## MATERIAL PROVIDED:

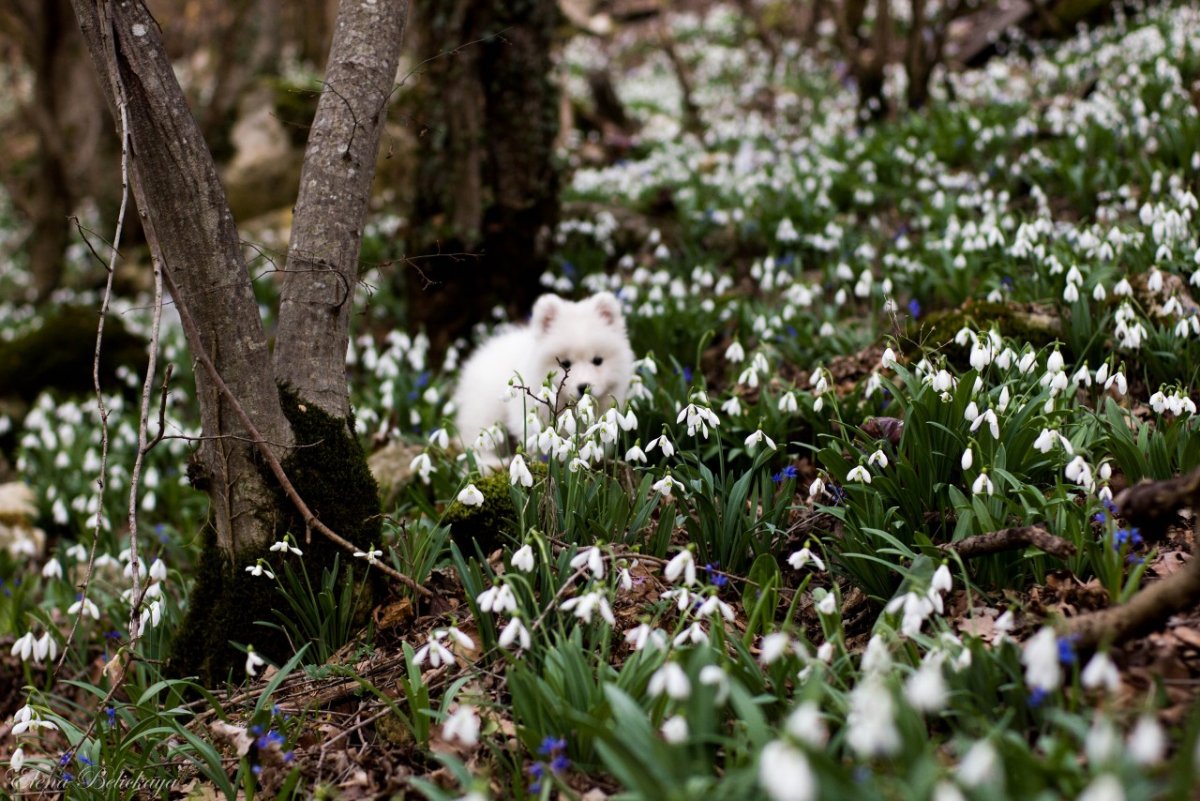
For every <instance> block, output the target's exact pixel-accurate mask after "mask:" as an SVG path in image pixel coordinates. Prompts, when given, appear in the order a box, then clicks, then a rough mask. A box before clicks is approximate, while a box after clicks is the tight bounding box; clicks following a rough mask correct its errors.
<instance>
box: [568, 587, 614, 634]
...
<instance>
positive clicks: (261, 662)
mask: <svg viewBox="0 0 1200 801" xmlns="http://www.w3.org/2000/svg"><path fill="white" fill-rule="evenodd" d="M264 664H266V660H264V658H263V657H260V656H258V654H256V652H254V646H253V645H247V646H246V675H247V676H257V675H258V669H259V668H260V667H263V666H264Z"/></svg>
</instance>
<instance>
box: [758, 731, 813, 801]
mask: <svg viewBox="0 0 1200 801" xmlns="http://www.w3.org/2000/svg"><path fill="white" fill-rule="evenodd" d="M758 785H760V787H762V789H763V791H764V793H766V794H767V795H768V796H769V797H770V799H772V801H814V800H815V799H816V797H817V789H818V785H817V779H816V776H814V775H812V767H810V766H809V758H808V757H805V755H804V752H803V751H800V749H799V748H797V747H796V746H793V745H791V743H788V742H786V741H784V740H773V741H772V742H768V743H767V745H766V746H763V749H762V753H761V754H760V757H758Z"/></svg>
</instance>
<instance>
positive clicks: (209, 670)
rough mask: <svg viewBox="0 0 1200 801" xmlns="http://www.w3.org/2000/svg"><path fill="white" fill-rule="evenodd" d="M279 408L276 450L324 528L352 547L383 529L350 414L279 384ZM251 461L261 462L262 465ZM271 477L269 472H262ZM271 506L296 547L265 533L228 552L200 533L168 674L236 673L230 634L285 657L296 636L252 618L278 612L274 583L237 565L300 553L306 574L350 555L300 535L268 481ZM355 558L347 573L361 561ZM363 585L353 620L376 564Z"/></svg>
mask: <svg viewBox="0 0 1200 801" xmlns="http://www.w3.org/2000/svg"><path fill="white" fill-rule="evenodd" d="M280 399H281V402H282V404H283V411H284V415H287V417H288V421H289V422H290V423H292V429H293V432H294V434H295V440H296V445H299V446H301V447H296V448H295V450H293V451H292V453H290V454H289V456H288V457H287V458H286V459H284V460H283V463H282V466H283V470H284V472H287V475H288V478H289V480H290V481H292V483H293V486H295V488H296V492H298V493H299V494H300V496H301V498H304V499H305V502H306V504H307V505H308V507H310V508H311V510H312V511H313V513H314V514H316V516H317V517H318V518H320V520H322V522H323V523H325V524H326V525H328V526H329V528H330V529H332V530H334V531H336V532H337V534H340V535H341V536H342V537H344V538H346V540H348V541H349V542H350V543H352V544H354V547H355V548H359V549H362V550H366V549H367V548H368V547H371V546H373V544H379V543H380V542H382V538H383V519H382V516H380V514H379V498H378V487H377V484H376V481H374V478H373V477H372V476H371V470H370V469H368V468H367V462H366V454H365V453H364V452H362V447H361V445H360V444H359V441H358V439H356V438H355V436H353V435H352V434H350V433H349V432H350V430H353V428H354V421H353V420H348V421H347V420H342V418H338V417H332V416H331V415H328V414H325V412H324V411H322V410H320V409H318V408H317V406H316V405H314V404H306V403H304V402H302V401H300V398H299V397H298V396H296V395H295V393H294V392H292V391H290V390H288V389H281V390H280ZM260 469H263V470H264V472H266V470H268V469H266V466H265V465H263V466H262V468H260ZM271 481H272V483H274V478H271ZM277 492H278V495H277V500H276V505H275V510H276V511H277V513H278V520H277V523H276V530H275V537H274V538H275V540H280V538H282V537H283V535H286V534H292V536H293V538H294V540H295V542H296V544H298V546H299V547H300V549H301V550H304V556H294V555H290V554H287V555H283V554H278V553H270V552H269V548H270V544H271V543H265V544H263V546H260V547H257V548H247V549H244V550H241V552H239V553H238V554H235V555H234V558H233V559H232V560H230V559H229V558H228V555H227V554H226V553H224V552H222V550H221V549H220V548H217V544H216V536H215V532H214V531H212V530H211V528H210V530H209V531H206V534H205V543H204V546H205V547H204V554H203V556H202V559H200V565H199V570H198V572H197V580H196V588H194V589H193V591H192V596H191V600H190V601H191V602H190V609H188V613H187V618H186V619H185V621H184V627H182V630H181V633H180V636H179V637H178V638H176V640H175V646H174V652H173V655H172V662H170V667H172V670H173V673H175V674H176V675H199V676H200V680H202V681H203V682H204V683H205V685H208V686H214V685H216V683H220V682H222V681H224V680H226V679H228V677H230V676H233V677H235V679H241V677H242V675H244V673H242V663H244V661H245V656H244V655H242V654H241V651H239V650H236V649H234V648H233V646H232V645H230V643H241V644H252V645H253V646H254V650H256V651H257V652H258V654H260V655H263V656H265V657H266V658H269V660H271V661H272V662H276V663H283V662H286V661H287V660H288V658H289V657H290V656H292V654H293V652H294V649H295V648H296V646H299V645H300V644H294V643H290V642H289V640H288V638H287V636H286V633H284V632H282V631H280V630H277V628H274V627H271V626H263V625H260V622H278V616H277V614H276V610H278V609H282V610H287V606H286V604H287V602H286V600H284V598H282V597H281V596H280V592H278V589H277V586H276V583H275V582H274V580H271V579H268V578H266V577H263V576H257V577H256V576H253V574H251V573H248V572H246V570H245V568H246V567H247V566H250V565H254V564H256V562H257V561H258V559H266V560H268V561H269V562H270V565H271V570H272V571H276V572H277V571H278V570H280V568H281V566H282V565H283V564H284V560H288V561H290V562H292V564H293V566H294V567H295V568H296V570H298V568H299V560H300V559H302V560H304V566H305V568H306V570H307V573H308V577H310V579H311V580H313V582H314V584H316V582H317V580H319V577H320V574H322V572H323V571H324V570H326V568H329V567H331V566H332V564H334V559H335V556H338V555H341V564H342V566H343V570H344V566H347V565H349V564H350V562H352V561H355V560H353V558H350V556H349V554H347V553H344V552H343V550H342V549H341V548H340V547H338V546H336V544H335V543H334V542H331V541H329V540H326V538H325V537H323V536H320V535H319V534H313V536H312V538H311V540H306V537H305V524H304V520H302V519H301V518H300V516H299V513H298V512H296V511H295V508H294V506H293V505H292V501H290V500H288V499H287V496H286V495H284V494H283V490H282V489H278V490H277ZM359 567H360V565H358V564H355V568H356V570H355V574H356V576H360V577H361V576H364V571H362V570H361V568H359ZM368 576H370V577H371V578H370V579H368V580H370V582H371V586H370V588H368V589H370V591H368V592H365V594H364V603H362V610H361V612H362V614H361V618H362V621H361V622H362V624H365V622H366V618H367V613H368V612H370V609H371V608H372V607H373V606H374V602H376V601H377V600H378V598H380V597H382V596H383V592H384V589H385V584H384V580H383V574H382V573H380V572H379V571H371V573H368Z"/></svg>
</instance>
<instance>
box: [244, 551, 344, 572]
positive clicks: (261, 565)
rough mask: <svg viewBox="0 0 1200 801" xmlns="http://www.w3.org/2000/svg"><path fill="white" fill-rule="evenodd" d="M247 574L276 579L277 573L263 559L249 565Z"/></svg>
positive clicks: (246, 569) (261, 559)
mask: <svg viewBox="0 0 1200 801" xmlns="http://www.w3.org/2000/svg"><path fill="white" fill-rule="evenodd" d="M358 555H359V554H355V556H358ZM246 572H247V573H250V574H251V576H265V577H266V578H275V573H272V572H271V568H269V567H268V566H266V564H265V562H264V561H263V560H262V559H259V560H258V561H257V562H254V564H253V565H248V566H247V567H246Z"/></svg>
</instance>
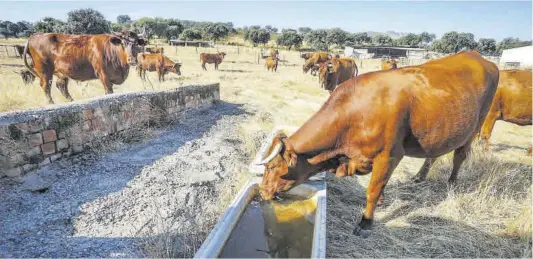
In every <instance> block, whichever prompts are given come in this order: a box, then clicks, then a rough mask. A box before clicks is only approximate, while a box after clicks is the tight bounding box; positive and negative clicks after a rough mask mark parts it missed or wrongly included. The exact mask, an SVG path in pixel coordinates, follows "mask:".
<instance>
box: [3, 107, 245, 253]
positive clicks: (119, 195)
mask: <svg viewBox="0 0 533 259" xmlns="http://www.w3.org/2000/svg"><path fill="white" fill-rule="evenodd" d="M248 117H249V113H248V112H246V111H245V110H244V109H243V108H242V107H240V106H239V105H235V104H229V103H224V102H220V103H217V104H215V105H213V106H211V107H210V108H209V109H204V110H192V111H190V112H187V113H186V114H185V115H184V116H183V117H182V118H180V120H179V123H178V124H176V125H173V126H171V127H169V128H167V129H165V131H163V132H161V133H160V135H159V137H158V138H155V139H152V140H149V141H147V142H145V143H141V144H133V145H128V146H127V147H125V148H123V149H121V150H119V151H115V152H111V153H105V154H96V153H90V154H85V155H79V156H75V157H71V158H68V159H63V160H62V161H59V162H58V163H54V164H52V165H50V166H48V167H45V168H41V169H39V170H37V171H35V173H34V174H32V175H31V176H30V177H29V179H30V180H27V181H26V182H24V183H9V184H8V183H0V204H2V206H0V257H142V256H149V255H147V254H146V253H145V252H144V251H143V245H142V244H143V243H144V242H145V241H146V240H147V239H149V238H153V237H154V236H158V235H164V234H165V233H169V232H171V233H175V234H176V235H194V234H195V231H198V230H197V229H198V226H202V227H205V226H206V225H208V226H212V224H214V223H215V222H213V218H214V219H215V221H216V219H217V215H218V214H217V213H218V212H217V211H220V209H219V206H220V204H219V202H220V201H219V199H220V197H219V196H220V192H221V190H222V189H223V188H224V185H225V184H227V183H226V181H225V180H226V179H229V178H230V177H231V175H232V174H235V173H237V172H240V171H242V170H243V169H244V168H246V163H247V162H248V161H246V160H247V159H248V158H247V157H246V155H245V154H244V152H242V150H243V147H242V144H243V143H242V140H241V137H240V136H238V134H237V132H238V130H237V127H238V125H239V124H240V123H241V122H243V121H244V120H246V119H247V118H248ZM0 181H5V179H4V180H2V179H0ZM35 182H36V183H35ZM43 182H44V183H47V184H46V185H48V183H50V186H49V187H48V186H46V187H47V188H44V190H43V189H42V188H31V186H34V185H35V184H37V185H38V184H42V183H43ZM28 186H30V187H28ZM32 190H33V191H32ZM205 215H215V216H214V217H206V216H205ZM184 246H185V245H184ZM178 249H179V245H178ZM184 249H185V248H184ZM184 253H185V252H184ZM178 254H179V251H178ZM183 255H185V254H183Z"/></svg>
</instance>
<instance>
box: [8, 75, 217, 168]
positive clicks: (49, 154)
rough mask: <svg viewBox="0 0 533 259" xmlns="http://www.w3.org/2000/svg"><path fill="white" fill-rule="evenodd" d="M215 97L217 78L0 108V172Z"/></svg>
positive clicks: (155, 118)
==
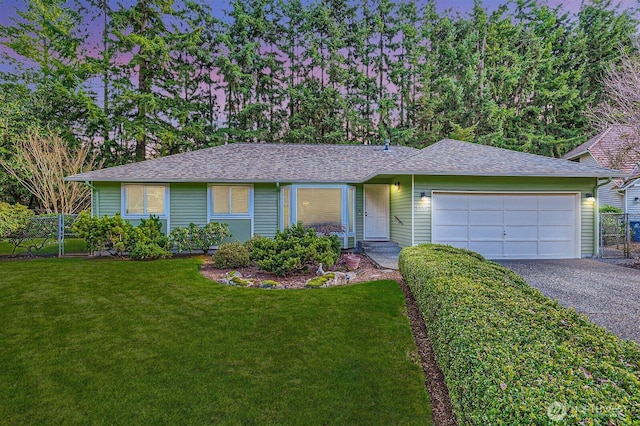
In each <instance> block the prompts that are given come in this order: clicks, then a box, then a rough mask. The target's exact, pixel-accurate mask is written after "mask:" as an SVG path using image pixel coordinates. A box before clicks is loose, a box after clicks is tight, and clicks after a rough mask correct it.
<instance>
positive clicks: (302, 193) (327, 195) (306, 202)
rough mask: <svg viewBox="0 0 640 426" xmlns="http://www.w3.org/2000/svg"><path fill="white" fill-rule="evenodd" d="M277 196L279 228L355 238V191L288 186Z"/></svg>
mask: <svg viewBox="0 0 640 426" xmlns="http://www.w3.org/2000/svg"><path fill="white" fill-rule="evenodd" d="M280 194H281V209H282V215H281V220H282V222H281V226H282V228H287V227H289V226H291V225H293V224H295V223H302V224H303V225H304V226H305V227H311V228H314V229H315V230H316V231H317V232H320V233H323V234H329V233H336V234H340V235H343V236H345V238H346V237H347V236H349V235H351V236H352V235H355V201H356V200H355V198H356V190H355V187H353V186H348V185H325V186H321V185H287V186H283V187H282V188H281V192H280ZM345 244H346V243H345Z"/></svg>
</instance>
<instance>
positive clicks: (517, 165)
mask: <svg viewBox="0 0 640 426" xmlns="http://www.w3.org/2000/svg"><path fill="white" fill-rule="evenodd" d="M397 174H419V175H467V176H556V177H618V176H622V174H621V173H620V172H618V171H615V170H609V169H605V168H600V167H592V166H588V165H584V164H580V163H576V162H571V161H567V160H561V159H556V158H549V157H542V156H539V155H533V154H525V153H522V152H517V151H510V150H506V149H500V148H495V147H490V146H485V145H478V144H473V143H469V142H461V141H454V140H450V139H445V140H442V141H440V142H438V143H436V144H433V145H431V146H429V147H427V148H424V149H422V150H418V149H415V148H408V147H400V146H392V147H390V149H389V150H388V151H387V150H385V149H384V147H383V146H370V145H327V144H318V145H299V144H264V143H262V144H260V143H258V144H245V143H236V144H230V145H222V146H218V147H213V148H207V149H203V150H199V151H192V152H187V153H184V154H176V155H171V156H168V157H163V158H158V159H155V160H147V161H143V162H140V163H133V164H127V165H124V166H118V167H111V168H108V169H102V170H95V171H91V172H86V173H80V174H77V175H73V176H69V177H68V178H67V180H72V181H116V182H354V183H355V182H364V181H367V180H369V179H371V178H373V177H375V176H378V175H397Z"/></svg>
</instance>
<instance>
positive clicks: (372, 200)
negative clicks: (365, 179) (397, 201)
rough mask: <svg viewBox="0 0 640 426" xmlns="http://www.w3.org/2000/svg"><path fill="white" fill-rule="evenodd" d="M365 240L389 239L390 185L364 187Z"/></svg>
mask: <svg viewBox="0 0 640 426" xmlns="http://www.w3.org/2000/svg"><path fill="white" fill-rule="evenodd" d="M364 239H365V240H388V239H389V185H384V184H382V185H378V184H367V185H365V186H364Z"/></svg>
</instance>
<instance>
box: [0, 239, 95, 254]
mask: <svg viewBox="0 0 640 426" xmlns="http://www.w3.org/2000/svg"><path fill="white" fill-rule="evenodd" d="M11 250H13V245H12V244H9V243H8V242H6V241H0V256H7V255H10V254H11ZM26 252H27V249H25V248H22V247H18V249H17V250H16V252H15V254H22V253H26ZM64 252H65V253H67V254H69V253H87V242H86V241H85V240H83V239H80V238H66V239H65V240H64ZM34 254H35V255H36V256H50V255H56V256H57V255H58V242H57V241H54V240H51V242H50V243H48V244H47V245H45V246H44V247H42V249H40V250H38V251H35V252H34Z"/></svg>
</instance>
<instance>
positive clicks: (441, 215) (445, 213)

## TASK OBJECTIVE:
What are the lines from the one containing "For every <instance>" down to the one containing "box: [568, 587, 614, 634]", both included? Copy them out exactly as they appear in the records.

## SOLVED PROBLEM:
For every <instance> block, output the target's exact pixel-accurate mask after "mask:" as an SVG path in image pixel coordinates. Prompts, when given, appear in the order a box, then clicks, then a rough mask. A box before clicks is approximate, while a box after clicks is the tight bounding box; clicks following a rough mask correct its errors.
<instance>
box: [568, 587, 614, 634]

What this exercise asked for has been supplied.